### WHAT TO DO
Repeat the records given below in full, with no changes.

──────── MATERIAL FOR THIS TASK

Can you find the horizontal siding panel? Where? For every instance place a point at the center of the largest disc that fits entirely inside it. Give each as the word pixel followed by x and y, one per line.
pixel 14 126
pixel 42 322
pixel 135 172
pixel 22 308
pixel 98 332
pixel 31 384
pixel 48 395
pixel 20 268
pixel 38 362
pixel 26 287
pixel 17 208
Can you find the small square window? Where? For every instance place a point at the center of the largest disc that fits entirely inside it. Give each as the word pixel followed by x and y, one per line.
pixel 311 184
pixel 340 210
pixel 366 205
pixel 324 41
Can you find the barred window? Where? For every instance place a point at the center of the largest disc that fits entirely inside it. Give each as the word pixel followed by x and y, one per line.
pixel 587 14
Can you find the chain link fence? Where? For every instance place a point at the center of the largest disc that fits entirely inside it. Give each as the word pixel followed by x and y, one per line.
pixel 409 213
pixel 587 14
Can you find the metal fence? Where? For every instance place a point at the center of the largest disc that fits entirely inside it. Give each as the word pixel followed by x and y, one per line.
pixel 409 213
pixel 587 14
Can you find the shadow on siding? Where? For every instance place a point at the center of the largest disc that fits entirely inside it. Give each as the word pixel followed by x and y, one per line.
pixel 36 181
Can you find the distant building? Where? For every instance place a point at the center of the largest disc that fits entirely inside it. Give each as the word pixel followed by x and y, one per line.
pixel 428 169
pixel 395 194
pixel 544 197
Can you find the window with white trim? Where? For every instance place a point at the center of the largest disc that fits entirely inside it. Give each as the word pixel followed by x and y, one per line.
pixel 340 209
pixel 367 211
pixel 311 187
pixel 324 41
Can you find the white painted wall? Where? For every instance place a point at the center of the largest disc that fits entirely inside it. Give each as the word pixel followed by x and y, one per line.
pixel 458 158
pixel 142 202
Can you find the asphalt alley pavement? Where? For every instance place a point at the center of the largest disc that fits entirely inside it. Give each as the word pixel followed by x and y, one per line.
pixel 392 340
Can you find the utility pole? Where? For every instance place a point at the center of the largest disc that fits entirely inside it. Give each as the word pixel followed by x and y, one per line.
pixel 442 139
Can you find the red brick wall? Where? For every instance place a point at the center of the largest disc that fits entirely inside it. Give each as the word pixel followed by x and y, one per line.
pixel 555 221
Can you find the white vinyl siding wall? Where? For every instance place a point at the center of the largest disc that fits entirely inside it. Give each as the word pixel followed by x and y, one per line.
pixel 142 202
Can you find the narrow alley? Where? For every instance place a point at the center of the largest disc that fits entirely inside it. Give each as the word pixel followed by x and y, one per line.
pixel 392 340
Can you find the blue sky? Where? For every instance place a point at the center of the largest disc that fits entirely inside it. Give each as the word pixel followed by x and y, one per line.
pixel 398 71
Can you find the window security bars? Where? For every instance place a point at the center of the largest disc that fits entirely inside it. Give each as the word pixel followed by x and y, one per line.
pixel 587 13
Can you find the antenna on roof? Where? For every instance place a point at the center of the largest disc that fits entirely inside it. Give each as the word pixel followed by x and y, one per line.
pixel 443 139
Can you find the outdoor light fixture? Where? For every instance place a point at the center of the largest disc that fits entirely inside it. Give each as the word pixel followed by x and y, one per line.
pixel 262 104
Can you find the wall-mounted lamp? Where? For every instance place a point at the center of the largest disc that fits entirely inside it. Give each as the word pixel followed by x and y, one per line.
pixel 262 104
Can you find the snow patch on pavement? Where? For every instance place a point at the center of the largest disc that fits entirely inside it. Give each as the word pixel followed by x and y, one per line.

────────────────

### WRITTEN SOLUTION
Can you find the horizontal siding panel? Where? For every instance place a point at the center of the largest disc that fits entirely inside it. Give each as the word pixel followed by x and y, one per line.
pixel 14 126
pixel 42 322
pixel 135 172
pixel 22 308
pixel 98 332
pixel 31 384
pixel 48 395
pixel 20 268
pixel 38 362
pixel 26 287
pixel 17 208
Can you find the small square window? Where? For every instance place a point at the center of the largest disc that fits entirely inside it. Give each as the word pixel followed by x and y, one per line.
pixel 311 184
pixel 340 210
pixel 366 205
pixel 324 41
Can you find the barred window? Where? For every instance place a point at the center of the largest disc that fits entirely inside it. Give each as the word pixel followed by x and y, one per line.
pixel 587 14
Can you find the chain link fence? Where? For every instance place a point at the center of the largest disc that fits entirely inside it. Give each as the word pixel followed by x and y, one per line.
pixel 409 213
pixel 587 14
Can you find the metal fence? Where? For every instance place a point at the center of the largest disc that fits entirely inside it. Give each as the word pixel followed by x and y, one per line.
pixel 409 213
pixel 587 14
Can you find the shadow on siding? Where? For every instance place a point at the center of the largest disc that fits entirely inside it. Give each as the word pixel followed by x and y, one per line.
pixel 36 181
Can you find the distant building? Where? For every instance place a point at the center of the largest disc that fits entirely inside it. Give each as the word pixel followed by x and y, one per line.
pixel 428 169
pixel 395 194
pixel 544 197
Can you find the window with white trim? Where? For every instance place a point at the center of the largest disc that fits entirely inside it. Give each as the word pixel followed by x and y, one per line.
pixel 340 209
pixel 367 211
pixel 311 187
pixel 324 41
Can you find the white painted wall? Where? For every instance place a point at the center of the largest disc that fits entirely inside it. Give each as the word pixel followed by x and y, one per line.
pixel 458 158
pixel 142 202
Can you find the asphalt alley pavement? Where? For every instance place a point at the center of the largest disc that fits entirely inside it. Give each as the word pixel followed by x and y, one per line.
pixel 392 340
Can you find the utility pole? Where? For every instance place a point at the center of the largest disc that fits entirely inside it. Give each as the word pixel followed by x and y, one per line.
pixel 442 139
Can you find the red brick wall? Where? For every instance place a point at the center of the largest disc that fits entirely inside it. Give each as the word pixel followed by x and y, one per line.
pixel 555 221
Can you find the white vinyl siding wall? Where? For every instance place a point at the center of the largest disc that fits entirely inside it. Give each as the word pixel followed by x and y, one per line.
pixel 142 202
Can you find the narrow alley? Where? For every instance place a point at the center of the largest disc that fits entirely inside it. Give each as the word pixel followed by x and y, one per line.
pixel 392 340
Can you find the blue sky? Where? For every instance place a point at the center of the largest disc that fits entirely inside it. Give each as the word pixel followed by x and y, one per line.
pixel 398 71
Can you find the window security bars? Where? For every instance place a point at the center of the largest disc that fits entirely inside it. Give each as the word pixel followed by x and y, one per line.
pixel 587 13
Can you find the antenna on roof? Where? For every instance place a point at the center of the largest disc that fits entirely inside it. Give each as the word pixel followed by x and y, one per line.
pixel 443 139
Can you find the outdoor light fixture? Where? For every instance place a point at the center of the largest disc that fits entirely inside it. Give each as the word pixel followed by x and y, one per line.
pixel 262 104
Can you find the wall-mounted lamp? Where? For every instance place a point at the center of the largest disc that fits entirely inside it. Give each as the word pixel followed by x and y, one per line.
pixel 262 104
Can you find the snow patch on pavement? Where? For every instance place a point at the center of the largest disc that fits entirely inside it. Give each as the word pixel followed by x and y, one per line.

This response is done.